Last week, Australians were once again shown just how appalling our universities have really become. They discovered – yet again – that the humanities departments in particular are occupied by left-wing ideologues who insist on feeding their students a diet consisting entirely of class, gender and race rather than nourishing them with the history and substance of rational inquiry bequeathed to us by Western civilisation.
The trigger for this latest round of discontent was the news that after six months of talks with the Ramsay Centre for Western Civilisation – whose stated purpose is “to advance education by promoting studies and discussion of Western civilisation” – the ANU has decided to pull out from its partnership to offer a Bachelor of Arts in Western Civilisation.
In a letter to former prime minister John Howard, the chairman of the Ramsay Centre’s board, ANU vice-chancellor Brian Schmidt stated that it had decided to withdraw because “the autonomy with which our university needs to approve and endorse a new program of study is not compatible with a sponsored program of the type required by the Centre”.
Despite the fact that the curriculum had nearly been finalised with the approval of both parties, Schmidt implied that the issue was essentially one of control about the curriculum’s content.

• Activities:
**A.** Return the part of the Ramsay Centre passage that opens with the words containing "In a letter" and closes with "the curriculum’s content.", copied word for word.
**B.** Answer these questions from the Ramsay Centre passage:
(i) Which university departments in particular are said to be occupied by left-wing ideologues?
(ii) What degree was the ANU partnership meant to offer?
(iii) What had nearly been finalised with the approval of both parties?
The items below come from a separate source.

• Extracted material:
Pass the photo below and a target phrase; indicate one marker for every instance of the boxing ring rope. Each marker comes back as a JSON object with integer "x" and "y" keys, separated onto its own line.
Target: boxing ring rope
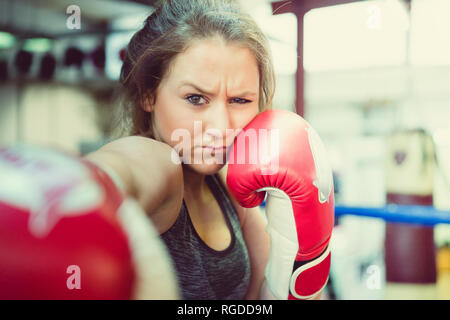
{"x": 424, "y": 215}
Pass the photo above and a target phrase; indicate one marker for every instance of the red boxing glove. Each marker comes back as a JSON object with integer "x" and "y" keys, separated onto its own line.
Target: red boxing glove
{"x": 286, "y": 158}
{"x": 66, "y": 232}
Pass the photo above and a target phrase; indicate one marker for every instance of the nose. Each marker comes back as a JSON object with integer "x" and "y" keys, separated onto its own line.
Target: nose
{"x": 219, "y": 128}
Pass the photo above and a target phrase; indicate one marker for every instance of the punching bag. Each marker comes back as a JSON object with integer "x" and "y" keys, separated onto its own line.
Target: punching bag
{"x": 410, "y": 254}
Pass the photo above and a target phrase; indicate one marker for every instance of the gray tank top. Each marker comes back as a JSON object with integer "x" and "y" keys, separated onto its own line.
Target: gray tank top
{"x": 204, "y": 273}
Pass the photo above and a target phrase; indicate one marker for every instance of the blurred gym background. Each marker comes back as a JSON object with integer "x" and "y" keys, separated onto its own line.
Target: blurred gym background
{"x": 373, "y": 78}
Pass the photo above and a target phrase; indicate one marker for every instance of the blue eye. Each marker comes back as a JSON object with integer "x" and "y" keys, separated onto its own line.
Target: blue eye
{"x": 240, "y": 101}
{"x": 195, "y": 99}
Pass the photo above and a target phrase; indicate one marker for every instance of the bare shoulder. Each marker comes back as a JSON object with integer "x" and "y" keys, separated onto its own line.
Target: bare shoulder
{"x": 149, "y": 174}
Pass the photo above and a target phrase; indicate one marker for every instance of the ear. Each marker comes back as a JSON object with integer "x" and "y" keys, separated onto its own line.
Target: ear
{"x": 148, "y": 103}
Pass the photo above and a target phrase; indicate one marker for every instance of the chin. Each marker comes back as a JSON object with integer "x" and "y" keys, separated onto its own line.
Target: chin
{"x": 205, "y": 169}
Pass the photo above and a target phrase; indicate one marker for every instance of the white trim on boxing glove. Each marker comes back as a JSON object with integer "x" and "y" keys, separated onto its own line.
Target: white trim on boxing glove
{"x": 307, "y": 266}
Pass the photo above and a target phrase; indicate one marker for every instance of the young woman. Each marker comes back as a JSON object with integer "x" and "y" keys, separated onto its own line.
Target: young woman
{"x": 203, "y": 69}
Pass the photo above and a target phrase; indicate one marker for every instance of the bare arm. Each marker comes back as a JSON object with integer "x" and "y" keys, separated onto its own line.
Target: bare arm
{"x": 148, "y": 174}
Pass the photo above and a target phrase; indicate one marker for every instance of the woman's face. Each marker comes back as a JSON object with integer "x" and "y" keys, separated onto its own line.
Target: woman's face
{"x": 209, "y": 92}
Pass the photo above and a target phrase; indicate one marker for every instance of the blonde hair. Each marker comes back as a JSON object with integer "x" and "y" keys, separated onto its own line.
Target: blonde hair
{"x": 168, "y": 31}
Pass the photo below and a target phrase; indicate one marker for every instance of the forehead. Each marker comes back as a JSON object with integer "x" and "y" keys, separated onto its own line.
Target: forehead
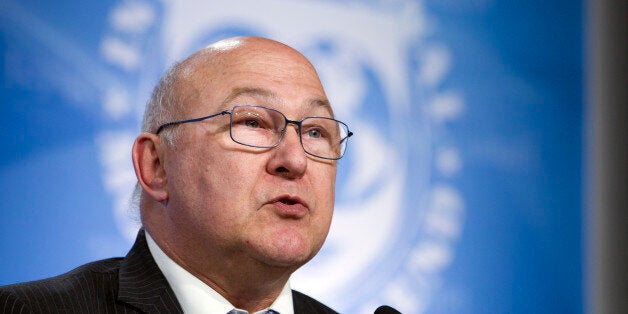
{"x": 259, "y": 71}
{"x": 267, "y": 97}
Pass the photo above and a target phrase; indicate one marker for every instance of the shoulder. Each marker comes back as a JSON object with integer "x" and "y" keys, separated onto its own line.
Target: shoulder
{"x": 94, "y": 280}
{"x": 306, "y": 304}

• Task-by-task outputs:
**A.**
In a letter to former prime minister John Howard, the chairman of the Ramsay Centre’s board, ANU vice-chancellor Brian Schmidt stated that it had decided to withdraw because “the autonomy with which our university needs to approve and endorse a new program of study is not compatible with a sponsored program of the type required by the Centre”.
Despite the fact that the curriculum had nearly been finalised with the approval of both parties, Schmidt implied that the issue was essentially one of control about the curriculum’s content.

**B.**
(i) The humanities departments.
(ii) A Bachelor of Arts in Western Civilisation.
(iii) The curriculum.